22 Gennaio 2014

Il colore del melograno

La prima volta che vidi dei fotogrammi tratti da “Sayat-Nova” (“Il colore del melograno”) di Sergej Paradžanov (URSS/USRR, 1968-1969) ero a cena a casa di alcuni amici iraniani.
Discutemmo della storia dell’Iran e finirono per raccontarmi della situazione artistica, soprattutto musicale, contemporanea. Mi mostrarono alcuni videoclip di gruppi musicali che si sforzavano di continuare a fare della musica “proibita” in Iran (Rock and roll, elettronica, membri delle band che indossano i jeans, qualsiasi influsso occidentale è considerato “proibito”) e di altri che per farlo sono andati a vivere all’estero. Era questo il caso dei KIOSK, che nel loro pezzo “Yarom Bia” avevano utilizzato delle scene dal film in questione e collaborato con il poeta Mohsen Namjoo (del quale poco tempo dopo vidi al Castello di Rivoli l’opera “OverRuled” creata in collaborazione con l’artista iraniana Shirin Neshat, a causa della quale era stato bandito dall’Iran per scurrilità, in pratica per aver riportato alla luce un poema antico e “libero” che toccava temi e bellezze non permesse dal regime iraniano). Curioso accostamento, quello tra musica elettronica e poesia, tra Armenia e Iran ma, si sa, la bellezza attrae spesso la bellezza e i confini diventano allora relativi.

Come quando si ha la sensazione di dover leggere un libro molto prima di averlo sotto mano, sapevo di dover vedere questo film i cui pochi frammenti che mi era capitato di vedere erano bastati a stregarmi. Volevo capire, comprendere, quale fosse il colore del melograno. L’occasione mi è stata data dal Trieste Film Festival 2014.
Al geniale regista armeno Paradžanov, il cui cognome in origine era Paradjanian poi trasformato nella sua versione sovietizzata, il Festival ha dedicato un’intera sezione. Prima della sua scomparsa nel 1990, nella sua poliedrica carriera artistica è riuscito a riversare con efficacia, tramite svariati supporti e linguaggi, il sui onirici e profondi paesaggi interiori.
Al Teatro Miela, la proiezione del film è stata preceduta da “Vospominanija o “Sayat Nove”” (“Reminiscenze su “Sayat-Nova”” titolo che Paradžanov avrebbe voluto dare al suo film) di Levon Grigorjan (Armenia-Italia, 2006), un cortometraggio composto da scene tagliate dalla censura sovietica rinvenute a distanza di quarant’anni -quasi a seguire la trama di una storia romantica e misteriosa- nello scantinato di un’archivio. Raccontate dall’ex aiuto regista, le immagini ritrovate tracciano un’utile mappa della personalità del regista e del percorso interiore del protagonista del film in questione.

|---|

→ **Elenco dei compiti**:
(a) Nel testo su «Il colore del melograno», in che anno è scomparso Paradžanov?
(b) Elenca tutte le persone chiamate per nome nel testo su «Il colore del melograno».
(c) Prosegui il testo su «Il colore del melograno» dopo la sua ultima frase.

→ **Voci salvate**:
|---|

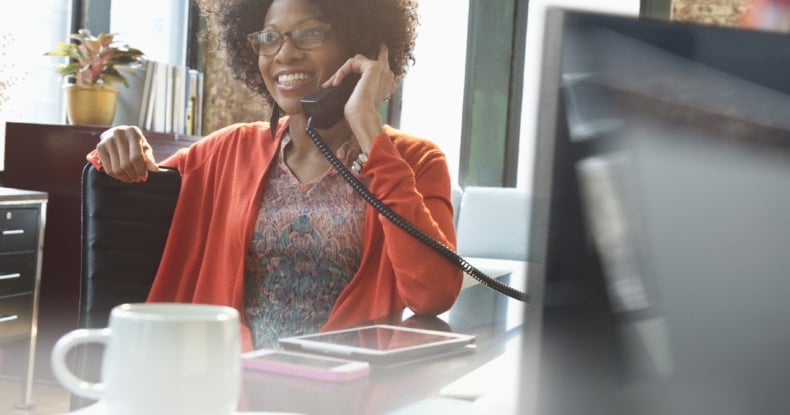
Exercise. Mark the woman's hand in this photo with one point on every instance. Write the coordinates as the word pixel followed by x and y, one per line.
pixel 377 82
pixel 125 154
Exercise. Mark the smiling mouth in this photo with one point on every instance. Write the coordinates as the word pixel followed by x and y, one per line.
pixel 292 78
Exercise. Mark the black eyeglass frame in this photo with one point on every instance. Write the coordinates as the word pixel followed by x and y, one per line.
pixel 255 43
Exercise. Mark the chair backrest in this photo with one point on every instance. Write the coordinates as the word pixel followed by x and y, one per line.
pixel 124 229
pixel 493 222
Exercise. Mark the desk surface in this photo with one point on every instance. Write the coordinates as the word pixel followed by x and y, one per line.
pixel 494 318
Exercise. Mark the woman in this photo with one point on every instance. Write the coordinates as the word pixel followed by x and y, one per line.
pixel 263 222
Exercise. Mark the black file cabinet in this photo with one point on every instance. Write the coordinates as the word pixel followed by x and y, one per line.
pixel 22 219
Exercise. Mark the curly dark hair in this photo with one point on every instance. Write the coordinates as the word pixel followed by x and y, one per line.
pixel 361 24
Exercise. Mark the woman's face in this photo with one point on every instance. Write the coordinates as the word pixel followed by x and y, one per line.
pixel 293 73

|---|

→ **Risposte in ordine**:
(a) Nel 1990.

(b) Sergej Paradžanov, Mohsen Namjoo, Shirin Neshat, Levon Grigorjan

(c)
Il lungometraggio narra la vita del trovatore armeno Sayat-Nova (1722-1795), nato come Harutyun (Arutin) Sahakyan, attraverso tutte le sue fasi: l’infanzia, la scoperta del mondo e del corpo, lo studio, il passaggio all’adolescenza, la poesia e la kamancha, strumento simile alla lira, la passione per la sorella del re, la ricerca di Dio e la scelta dei voti, i nuovi dubbi, i ricordi dell’infanzia, la vecchiaia, la guerra, la morte.
Tutta la storia si svolge in atmosfere ispirate al medioevo armeno (che mi hanno ricordato quelle scandinave de “La fontana della vergine” e “Il settimo sigillo” di Ingmar Bergman) tra maschere e danze tradizionali, simboli, affreschi, icone e personaggi mitici che prendono vita davanti agli occhi dello spettatore. Come in un presepe di sogno, tintori e cardatori di lana dai volti pasoliniani si mescolano a cherubini da un’ala sola e demoni-incubo (che invece mi hanno ricordato il tocco di Federico Fellini). La narrazione si snoda tra le immagini di Paradžanov e le poesie di Sayat-Nova e raggiunge un fortissimo potere evocativo.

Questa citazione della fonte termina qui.